## Action item
All that is needed is the listing, transcribed exactly and in full.

+--

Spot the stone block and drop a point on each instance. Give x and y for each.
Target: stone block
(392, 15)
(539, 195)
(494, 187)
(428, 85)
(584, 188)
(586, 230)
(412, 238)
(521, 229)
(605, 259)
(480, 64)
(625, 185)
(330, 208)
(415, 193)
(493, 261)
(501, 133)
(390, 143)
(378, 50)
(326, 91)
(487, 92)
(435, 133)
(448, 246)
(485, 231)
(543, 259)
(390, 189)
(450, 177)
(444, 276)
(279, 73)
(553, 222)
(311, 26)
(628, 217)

+--

## Answer section
Spot the stone block and drop a point on each instance. Give x and y for each.
Target: stone block
(392, 15)
(539, 195)
(494, 187)
(428, 85)
(584, 188)
(586, 230)
(412, 238)
(521, 229)
(605, 259)
(480, 64)
(625, 185)
(330, 208)
(415, 193)
(493, 261)
(501, 133)
(390, 143)
(378, 50)
(326, 91)
(487, 92)
(435, 133)
(448, 246)
(485, 231)
(543, 259)
(390, 189)
(450, 177)
(444, 276)
(279, 73)
(553, 222)
(311, 26)
(628, 217)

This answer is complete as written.